(Exercise)
Rewrite the items from the line with "Pretty please, detect the stone pedestal" to the line with "[22,25,486,202]", requests included, shifting every box coordinate in the answers by -91. Leave out all other lines.

━━━

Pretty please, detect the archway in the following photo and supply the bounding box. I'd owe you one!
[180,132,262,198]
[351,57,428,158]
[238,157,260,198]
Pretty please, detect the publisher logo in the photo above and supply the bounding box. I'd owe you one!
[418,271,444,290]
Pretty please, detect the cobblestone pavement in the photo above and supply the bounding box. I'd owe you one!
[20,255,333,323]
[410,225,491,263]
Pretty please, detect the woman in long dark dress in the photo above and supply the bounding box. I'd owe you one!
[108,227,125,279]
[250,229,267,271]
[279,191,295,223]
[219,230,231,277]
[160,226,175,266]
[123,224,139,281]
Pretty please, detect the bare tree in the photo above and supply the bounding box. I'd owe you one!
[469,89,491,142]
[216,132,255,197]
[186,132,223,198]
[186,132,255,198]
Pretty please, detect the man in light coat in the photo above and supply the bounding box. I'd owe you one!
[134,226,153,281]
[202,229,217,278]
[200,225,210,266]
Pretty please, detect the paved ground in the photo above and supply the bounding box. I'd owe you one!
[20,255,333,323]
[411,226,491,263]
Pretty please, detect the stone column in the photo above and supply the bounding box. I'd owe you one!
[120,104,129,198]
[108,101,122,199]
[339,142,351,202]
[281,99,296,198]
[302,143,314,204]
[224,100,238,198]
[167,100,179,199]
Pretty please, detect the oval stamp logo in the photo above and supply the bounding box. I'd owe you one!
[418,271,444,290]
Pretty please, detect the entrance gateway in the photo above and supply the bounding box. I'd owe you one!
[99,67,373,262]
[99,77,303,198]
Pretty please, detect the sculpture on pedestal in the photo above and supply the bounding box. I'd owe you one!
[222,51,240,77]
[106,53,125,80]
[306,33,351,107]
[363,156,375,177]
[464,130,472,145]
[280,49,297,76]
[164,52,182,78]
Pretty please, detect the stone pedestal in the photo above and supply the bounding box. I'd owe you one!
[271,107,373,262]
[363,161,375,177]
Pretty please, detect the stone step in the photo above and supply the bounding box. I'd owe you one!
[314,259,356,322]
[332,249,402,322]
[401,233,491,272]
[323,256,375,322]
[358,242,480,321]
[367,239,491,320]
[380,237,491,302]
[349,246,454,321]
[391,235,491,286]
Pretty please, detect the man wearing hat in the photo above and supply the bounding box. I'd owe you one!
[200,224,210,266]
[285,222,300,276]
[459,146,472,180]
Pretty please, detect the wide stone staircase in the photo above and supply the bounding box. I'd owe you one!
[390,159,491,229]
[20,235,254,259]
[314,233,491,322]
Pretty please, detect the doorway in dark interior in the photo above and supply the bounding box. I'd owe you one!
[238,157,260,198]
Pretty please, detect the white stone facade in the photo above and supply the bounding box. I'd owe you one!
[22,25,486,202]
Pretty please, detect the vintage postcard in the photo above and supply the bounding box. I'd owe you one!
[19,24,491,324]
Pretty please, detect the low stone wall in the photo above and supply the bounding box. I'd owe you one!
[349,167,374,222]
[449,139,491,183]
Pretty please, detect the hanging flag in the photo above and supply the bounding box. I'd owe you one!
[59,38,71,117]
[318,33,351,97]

━━━

(Solution to this task)
Pretty please, detect the stone pedestal in the photo above and supply the bounding box. I'd owe you one!
[180,16,282,171]
[272,70,284,86]
Pretty please, detect the stone step in the photo above and supply the bounding box. I'd owe you one!
[223,168,265,231]
[241,158,311,231]
[310,142,400,181]
[232,165,284,231]
[267,151,389,230]
[276,148,400,229]
[289,146,400,211]
[258,155,363,230]
[300,144,400,195]
Pretty please, detect the man wearing hat in the photo above and supply the bounding box. I'd owe you one!
[109,133,119,175]
[194,131,209,185]
[368,55,381,89]
Pretty please, detect the wide stone staircase in the photo above and supply the bounding box. I'd owe you one!
[299,68,400,138]
[-71,144,163,168]
[223,142,400,231]
Pretty please, detect the doorway in dark interior in the photo above and supply the bounding box. I'd owe you one!
[147,66,169,107]
Pretty please, detect the white stone facade in the photo above and supply the bounding box. I'd owe you one!
[-69,-66,395,111]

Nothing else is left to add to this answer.